= ЗАДАНИЕ =
Перепишите часть приведённого текста, начиная со слов «Тут опять обнаружился» и вплоть до слов «готовенькое? Не пущать!..», и замените в ней «Родину» на «Отчизну».

= ПРИВЕДЁННЫЙ ТЕКСТ =
Тут опять обнаружился парадокс. Письма-то потекли потоком не оттого, что эмиграция, допустим, вышла на какой-то новый виток, а оттого, что группе уехавших в 70-е годы разрешили вернуться обратно. По какому праву?! – возмутились высокоидейные граждане. В некоторых особо непримиримых посланиях явственно проступили антисемитские нотки. Хотя в подавляющем большинстве случаев националистических ноток не было, слог был возвышенным, авторов объединяло благородное негодование. Как?! В трудные годы покинули Родину, а теперь, учуяв перемены, запросились обратно? Отсиделись за тридевять земель, а теперь на готовенькое? Не пущать!..

Ладно, что до «готовенького» куда как далеко. Ладно, что «сидение» за морями обернулось для самих «отсидевшихся» отнюдь не медом и сахаром. На такие «мелочи» разгневанные авторы дружно не обращали внимания.

И уж, ясное дело, было им невдомек, что своими филиппиками они живейшим образом напомнили мне поучения, какие доводилось многократно выслушивать от «соотечественников» на другой стороне. От тех самых, кого все-таки подпускали, а то и навязывали в «друзья» и «наставники». Те ведь тоже твердили с полным единодушием: «Вернуться и помышлять не моги – не пустят. А если пустят, то посадят. Помнишь Ильфа и Петрова? Заграница – это миф о загробной жизни. Кто сюда попал, тот не возвращается».

= ИСХОДНЫЕ ДАННЫЕ =
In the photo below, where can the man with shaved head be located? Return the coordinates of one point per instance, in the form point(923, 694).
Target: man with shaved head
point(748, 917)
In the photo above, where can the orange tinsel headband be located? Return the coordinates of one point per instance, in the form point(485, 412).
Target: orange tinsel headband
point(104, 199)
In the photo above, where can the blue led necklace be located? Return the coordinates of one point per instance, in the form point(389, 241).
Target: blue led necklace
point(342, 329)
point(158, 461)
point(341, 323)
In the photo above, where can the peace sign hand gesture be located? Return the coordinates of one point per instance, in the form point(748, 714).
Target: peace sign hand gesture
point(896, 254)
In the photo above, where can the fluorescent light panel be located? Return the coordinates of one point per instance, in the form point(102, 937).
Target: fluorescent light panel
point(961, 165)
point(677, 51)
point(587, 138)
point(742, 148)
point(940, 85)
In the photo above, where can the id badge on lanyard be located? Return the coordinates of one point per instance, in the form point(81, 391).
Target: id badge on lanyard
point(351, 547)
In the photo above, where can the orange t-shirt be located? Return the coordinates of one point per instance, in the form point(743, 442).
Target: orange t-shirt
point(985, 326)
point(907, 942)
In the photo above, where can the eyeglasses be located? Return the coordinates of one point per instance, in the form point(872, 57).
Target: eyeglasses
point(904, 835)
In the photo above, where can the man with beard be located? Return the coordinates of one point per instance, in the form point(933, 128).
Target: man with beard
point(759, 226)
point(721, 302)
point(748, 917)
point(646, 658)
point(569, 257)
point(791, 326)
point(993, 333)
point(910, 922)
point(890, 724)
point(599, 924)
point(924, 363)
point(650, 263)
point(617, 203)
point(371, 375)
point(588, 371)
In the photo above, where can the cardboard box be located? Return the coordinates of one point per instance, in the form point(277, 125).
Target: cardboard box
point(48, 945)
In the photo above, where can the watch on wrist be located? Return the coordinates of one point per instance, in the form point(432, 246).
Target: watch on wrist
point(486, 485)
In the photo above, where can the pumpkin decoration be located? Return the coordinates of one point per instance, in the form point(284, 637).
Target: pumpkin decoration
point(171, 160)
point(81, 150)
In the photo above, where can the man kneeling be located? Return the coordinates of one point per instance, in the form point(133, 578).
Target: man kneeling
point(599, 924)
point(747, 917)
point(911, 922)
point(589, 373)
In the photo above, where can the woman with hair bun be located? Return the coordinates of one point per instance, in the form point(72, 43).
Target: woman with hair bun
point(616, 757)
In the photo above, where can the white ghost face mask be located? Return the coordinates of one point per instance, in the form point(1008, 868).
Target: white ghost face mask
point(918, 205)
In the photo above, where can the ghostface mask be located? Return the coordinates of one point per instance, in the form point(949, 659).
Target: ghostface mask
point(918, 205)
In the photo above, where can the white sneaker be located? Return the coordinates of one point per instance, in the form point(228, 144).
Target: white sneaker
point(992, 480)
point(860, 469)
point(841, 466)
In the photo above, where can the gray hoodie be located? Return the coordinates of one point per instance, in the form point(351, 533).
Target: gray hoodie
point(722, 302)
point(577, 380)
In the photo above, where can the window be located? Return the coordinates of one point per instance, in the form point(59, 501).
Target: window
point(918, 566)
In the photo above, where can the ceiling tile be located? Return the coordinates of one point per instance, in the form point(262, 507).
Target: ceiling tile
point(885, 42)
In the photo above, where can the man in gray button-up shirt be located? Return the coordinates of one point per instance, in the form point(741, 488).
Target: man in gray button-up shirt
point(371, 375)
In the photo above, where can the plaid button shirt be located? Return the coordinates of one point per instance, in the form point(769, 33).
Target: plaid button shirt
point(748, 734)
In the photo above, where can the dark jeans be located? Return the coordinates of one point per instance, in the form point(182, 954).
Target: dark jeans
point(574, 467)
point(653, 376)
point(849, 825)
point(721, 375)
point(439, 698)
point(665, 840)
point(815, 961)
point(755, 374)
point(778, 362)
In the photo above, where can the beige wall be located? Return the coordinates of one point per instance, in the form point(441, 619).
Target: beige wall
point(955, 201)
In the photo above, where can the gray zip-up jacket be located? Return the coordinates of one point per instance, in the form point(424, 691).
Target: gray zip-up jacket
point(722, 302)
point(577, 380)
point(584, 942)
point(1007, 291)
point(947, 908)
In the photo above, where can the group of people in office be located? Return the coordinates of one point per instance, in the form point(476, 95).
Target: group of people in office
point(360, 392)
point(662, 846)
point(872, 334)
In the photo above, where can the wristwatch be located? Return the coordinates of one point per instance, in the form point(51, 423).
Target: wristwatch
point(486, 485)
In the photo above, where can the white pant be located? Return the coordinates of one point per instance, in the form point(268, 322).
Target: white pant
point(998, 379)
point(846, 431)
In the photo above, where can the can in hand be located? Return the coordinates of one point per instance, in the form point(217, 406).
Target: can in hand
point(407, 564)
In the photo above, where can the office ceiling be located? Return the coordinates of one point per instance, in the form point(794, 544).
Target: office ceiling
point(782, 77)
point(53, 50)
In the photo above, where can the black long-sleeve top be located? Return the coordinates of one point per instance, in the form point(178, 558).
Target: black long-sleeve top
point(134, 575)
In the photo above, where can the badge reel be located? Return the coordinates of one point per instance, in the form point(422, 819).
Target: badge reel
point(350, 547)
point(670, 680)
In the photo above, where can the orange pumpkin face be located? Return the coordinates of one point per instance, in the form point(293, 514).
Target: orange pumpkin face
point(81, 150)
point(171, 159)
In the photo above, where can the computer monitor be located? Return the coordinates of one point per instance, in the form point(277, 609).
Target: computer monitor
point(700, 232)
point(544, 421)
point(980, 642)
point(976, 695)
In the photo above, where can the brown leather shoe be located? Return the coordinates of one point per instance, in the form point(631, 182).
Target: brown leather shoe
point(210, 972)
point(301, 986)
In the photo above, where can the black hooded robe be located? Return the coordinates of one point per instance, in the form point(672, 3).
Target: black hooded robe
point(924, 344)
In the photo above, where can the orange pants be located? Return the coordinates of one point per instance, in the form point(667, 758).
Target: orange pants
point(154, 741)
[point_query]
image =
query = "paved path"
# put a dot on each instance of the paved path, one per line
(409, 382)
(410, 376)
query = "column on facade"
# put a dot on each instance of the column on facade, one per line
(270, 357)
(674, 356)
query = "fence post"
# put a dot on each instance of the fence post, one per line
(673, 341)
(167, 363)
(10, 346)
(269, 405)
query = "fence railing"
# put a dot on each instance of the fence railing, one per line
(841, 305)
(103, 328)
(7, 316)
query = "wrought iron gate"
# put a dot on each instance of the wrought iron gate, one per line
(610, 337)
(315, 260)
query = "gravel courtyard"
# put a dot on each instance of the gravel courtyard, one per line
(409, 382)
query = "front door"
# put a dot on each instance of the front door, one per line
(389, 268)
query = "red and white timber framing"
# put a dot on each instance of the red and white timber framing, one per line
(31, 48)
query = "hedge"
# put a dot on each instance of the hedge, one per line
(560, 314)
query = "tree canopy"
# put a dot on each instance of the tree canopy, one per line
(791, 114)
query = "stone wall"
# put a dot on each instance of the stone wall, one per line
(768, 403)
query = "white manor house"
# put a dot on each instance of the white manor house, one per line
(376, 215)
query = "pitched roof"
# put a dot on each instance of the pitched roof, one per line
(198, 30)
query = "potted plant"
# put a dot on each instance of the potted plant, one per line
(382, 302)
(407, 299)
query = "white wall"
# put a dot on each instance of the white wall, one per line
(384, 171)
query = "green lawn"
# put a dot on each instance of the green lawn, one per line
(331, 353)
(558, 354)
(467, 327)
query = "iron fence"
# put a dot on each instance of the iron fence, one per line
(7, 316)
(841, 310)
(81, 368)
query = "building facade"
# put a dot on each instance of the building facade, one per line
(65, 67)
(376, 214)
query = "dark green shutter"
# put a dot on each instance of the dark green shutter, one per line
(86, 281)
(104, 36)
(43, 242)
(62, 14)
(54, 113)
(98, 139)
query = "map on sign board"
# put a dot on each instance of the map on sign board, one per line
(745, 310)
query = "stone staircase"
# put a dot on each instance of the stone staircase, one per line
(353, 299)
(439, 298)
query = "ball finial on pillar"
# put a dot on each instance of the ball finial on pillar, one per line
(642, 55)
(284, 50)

= РЕЗУЛЬТАТ =
Тут опять обнаружился парадокс. Письма-то потекли потоком не оттого, что эмиграция, допустим, вышла на какой-то новый виток, а оттого, что группе уехавших в 70-е годы разрешили вернуться обратно. По какому праву?! – возмутились высокоидейные граждане. В некоторых особо непримиримых посланиях явственно проступили антисемитские нотки. Хотя в подавляющем большинстве случаев националистических ноток не было, слог был возвышенным, авторов объединяло благородное негодование. Как?! В трудные годы покинули Отчизну, а теперь, учуяв перемены, запросились обратно? Отсиделись за тридевять земель, а теперь на готовенькое? Не пущать!..